> _TASK PROMPT_: Would you restate the full listing word for word and omit its pictures?

> _EXTRACTED DATA_:
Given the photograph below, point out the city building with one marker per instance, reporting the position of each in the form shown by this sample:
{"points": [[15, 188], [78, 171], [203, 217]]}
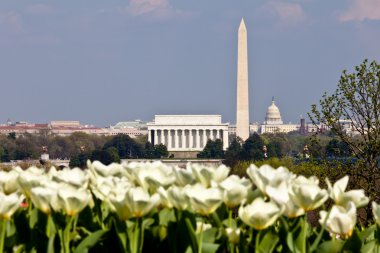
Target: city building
{"points": [[187, 135], [130, 128]]}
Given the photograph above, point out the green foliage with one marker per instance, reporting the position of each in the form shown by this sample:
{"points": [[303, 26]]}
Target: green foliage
{"points": [[126, 147], [233, 152], [213, 149], [252, 149]]}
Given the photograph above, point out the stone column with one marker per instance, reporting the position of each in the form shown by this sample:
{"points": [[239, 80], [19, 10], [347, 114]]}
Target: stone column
{"points": [[155, 133], [191, 138], [169, 139], [183, 136], [176, 139], [218, 133], [225, 139], [150, 136], [204, 138]]}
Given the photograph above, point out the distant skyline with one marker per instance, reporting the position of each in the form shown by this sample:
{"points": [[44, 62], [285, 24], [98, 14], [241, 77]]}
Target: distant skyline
{"points": [[101, 62]]}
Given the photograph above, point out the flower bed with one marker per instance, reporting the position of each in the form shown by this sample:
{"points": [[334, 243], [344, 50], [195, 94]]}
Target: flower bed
{"points": [[146, 207]]}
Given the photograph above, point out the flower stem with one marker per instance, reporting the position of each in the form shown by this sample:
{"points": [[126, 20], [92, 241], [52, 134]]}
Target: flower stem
{"points": [[3, 224], [257, 241], [200, 239]]}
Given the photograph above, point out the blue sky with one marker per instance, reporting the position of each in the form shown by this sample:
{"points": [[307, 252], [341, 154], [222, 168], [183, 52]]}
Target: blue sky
{"points": [[101, 62]]}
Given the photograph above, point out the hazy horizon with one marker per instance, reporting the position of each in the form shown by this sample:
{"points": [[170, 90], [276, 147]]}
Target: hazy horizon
{"points": [[105, 62]]}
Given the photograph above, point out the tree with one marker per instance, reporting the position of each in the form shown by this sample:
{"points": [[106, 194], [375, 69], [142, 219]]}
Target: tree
{"points": [[252, 148], [213, 149], [126, 146], [233, 152], [105, 156], [160, 151], [356, 101]]}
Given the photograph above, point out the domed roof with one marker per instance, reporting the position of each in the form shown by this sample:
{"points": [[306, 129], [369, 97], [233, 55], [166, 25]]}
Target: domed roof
{"points": [[273, 115]]}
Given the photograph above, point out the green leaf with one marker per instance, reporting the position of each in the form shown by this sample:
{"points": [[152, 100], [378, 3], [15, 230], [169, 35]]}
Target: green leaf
{"points": [[368, 232], [50, 248], [353, 244], [330, 247], [193, 236], [90, 241], [269, 242], [209, 247]]}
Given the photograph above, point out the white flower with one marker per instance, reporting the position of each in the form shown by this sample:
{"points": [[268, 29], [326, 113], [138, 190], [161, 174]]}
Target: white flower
{"points": [[233, 235], [340, 197], [235, 190], [73, 200], [280, 195], [201, 227], [32, 177], [266, 176], [306, 193], [204, 200], [43, 198], [376, 212], [341, 221], [135, 202], [174, 196], [183, 177], [9, 204], [76, 177], [260, 214], [206, 175], [151, 176], [8, 181]]}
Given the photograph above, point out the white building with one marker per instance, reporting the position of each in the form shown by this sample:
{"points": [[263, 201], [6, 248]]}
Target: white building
{"points": [[273, 123], [130, 128], [184, 133]]}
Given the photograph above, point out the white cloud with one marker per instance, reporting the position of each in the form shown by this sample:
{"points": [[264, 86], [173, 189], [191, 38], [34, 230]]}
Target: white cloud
{"points": [[155, 8], [10, 22], [286, 13], [39, 9], [361, 10]]}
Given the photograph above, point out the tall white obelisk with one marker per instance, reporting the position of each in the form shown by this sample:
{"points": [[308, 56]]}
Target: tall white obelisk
{"points": [[242, 109]]}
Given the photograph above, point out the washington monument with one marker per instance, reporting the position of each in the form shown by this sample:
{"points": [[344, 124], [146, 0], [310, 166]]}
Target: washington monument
{"points": [[242, 108]]}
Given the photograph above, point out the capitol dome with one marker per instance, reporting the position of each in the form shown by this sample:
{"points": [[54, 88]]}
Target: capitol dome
{"points": [[273, 116]]}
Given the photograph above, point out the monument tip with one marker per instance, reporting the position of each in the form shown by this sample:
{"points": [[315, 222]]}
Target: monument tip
{"points": [[242, 24]]}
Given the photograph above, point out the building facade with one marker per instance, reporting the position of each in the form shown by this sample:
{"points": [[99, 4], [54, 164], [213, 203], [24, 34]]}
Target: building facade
{"points": [[184, 133]]}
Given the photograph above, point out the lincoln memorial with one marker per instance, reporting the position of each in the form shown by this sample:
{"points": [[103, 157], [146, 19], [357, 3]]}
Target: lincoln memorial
{"points": [[184, 133]]}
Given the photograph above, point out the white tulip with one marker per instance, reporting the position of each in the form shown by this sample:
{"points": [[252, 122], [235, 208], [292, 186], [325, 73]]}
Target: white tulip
{"points": [[9, 204], [260, 214], [43, 198], [233, 235], [174, 196], [183, 177], [8, 181], [306, 193], [135, 202], [204, 200], [32, 177], [235, 190], [104, 186], [73, 200], [76, 177], [341, 221], [151, 176], [201, 227], [340, 197], [280, 195], [266, 176], [376, 212], [206, 175]]}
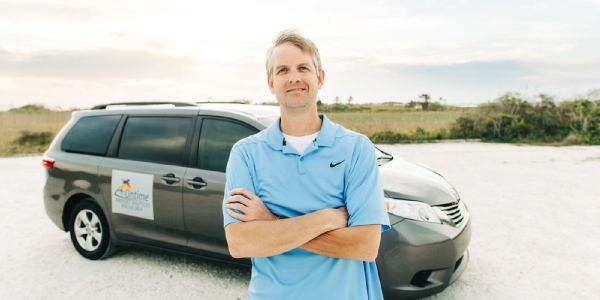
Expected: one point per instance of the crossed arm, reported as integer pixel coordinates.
(324, 232)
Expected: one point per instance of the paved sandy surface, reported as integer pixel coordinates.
(536, 233)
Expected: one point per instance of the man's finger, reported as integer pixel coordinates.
(238, 199)
(238, 207)
(244, 192)
(236, 215)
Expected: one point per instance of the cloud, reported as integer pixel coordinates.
(100, 63)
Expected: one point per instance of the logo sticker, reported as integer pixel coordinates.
(132, 194)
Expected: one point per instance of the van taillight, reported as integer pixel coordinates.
(48, 163)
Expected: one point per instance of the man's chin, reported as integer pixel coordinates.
(297, 104)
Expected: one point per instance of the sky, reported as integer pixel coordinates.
(76, 54)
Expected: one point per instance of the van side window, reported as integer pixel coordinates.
(155, 139)
(91, 135)
(217, 136)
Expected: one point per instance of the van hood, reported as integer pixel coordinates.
(412, 181)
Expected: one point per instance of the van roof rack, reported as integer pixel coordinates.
(176, 104)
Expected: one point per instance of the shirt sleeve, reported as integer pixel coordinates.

> _RESPONSE TO THIS TASK_:
Given the photograph below, point out the city building with one marker per instance, reporting the position of each in the form shown by this sample:
{"points": [[15, 188], [78, 171], [203, 217]]}
Target: city building
{"points": [[187, 135], [130, 128]]}
Given the photograph above, point out the green foliage with one marker per instance, reporting the position of each in the form shown by this sample:
{"points": [[303, 26]]}
Target: green foliage
{"points": [[126, 147], [233, 152], [213, 149], [252, 149]]}
Given the photograph above, point out the stone column with one marker per instance, reporting the position of each in the form shown by this sample:
{"points": [[239, 80], [19, 10], [347, 114]]}
Target: stone column
{"points": [[155, 133], [191, 138], [169, 139], [183, 136], [176, 139], [218, 133], [225, 139], [150, 136], [204, 138]]}
Given the photograph above, point out the distant skyline with one marker per instance, reporting the position of each in the form shown by this sample:
{"points": [[44, 62], [285, 24], [98, 14], [241, 77]]}
Target: distant skyline
{"points": [[101, 62]]}
Given the photograph above, point out the flower bed with one marker per instance, reporting the position of each in the form shown by this sample:
{"points": [[334, 243], [344, 50], [195, 94]]}
Target: flower bed
{"points": [[146, 207]]}
Given the photograph above, point out the flower stem with one marker per instance, reporting the position of each in the form shown by this sample:
{"points": [[126, 20], [92, 241], [52, 134]]}
Target: flower stem
{"points": [[3, 224], [257, 241], [200, 239]]}
Given the photograph above, point out the blue sky with one marker per instance, reporting the position of each in the form shown by this sample:
{"points": [[307, 252], [341, 154], [222, 168], [183, 52]]}
Target: blue sky
{"points": [[101, 62]]}
Given the photograph above, point out the hazy horizon with one marker per instance, reporting the position of each in the form shown by this sample:
{"points": [[170, 90], [276, 147]]}
Target: hazy horizon
{"points": [[105, 62]]}
Given the photograph above, point out the tree with one marker per instance, reporting the position of each in the form shown by this sample:
{"points": [[106, 194], [375, 69], [142, 219]]}
Target: tree
{"points": [[252, 148], [213, 149], [126, 146], [233, 152], [105, 156], [160, 151], [356, 101]]}
Given the photograph above, point out the domed roof with one marker per instance, reporting the position of each in the form shown by this sample:
{"points": [[306, 129], [369, 97], [233, 55], [166, 25]]}
Target: domed roof
{"points": [[273, 115]]}
Given the photograph above, point out the green leaf with one marker per instance, reporting the position of each in the form shown by this sample:
{"points": [[152, 100], [378, 3], [15, 230], [169, 35]]}
Target: green leaf
{"points": [[368, 232], [50, 248], [353, 244], [330, 247], [193, 236], [90, 241], [269, 242], [209, 247]]}
Given the photograph above, point out the white flower with one marker per instance, reporting the position of each in the form shown by this sample:
{"points": [[268, 29], [326, 113], [138, 190], [161, 174]]}
Target: white flower
{"points": [[233, 235], [340, 197], [235, 190], [73, 200], [280, 195], [201, 227], [32, 177], [266, 176], [306, 193], [204, 200], [43, 198], [376, 212], [341, 221], [135, 202], [174, 196], [183, 177], [9, 204], [76, 177], [260, 214], [206, 175], [151, 176], [8, 181]]}
Given the photograph above, point out the white building with one marker per instance, reporting the position of each in the form shown by this sample:
{"points": [[263, 201], [6, 248]]}
Target: white building
{"points": [[273, 123], [130, 128], [184, 133]]}
Given the photograph above, point out the white cloud with one marker per instance, reporting the position of each in the form shown by this sample:
{"points": [[264, 86], [173, 189], [191, 38], [34, 230]]}
Target: white cloud
{"points": [[155, 8], [10, 22], [286, 13], [39, 9], [361, 10]]}
Given the photograph above, point out the tall white obelisk with one marker per instance, reporting the position of each in the form shown by this sample:
{"points": [[308, 56]]}
Target: tall white obelisk
{"points": [[242, 109]]}
Given the photograph above, point out the washington monument with one marker per instance, reporting the position of each in the form shown by this sample:
{"points": [[344, 124], [146, 0], [310, 166]]}
Target: washington monument
{"points": [[242, 108]]}
Given the photograph above, point out the capitol dome with one marker per instance, reporting the position of each in the form shown by this sample:
{"points": [[54, 88]]}
Target: capitol dome
{"points": [[273, 116]]}
Given the photograph above, point out the monument tip with one marker per instance, reporting the position of each in the form shown by this sample:
{"points": [[315, 222]]}
Target: monument tip
{"points": [[242, 24]]}
Given the photograph above, point out the building facade with one marker per instance, reporting the position of each in the form shown by this sample:
{"points": [[99, 4], [54, 164], [213, 203], [24, 34]]}
Target: building facade
{"points": [[184, 133]]}
Given the photograph above, point out the lincoln memorial with one marker per instance, reporting the position of each in the form shown by this sample:
{"points": [[103, 157], [146, 19], [357, 3]]}
Target: lincoln memorial
{"points": [[184, 133]]}
Given the photograph above, point out the white tulip with one marker per instance, reporting the position of each in the form shown by this sample:
{"points": [[252, 122], [235, 208], [292, 186], [325, 73]]}
Target: white tulip
{"points": [[9, 204], [260, 214], [43, 198], [233, 235], [174, 196], [183, 177], [8, 181], [306, 193], [135, 202], [204, 200], [32, 177], [235, 190], [104, 186], [73, 200], [76, 177], [341, 221], [151, 176], [201, 227], [340, 197], [280, 195], [266, 176], [376, 212], [206, 175]]}
Expected: one point per instance of the crossed arm, reported as integer pixel coordinates.
(324, 232)
Expected: one point per instance of the paved sandy surface, reported as integer pixel coordinates.
(536, 233)
Expected: one point per instance of the man's finger, reported as integer pixel coordinates.
(238, 199)
(238, 207)
(244, 192)
(236, 215)
Expected: one point per instance of the cloud, reported as integer pixel coordinates.
(100, 63)
Expected: one point per instance of the logo sticker, reported as integer pixel coordinates.
(132, 194)
Expected: one point per instance of the van taillight, reported as integer pixel coordinates.
(48, 163)
Expected: one point per instance of the man's chin, reported as integer pixel coordinates.
(297, 104)
Expected: one point per instance of the sky, reported as integer pixel coordinates.
(76, 54)
Expected: one point per instance of the van side window, reported as integer pixel coordinates.
(155, 139)
(91, 135)
(217, 136)
Expected: one point per instance of the van hood, reported as integer pixel coordinates.
(412, 181)
Expected: one point per instance of the van roof rack, reported as integer pixel coordinates.
(176, 104)
Expected: one point per instance of the shirt sleeve, reported as integer pixel coordinates.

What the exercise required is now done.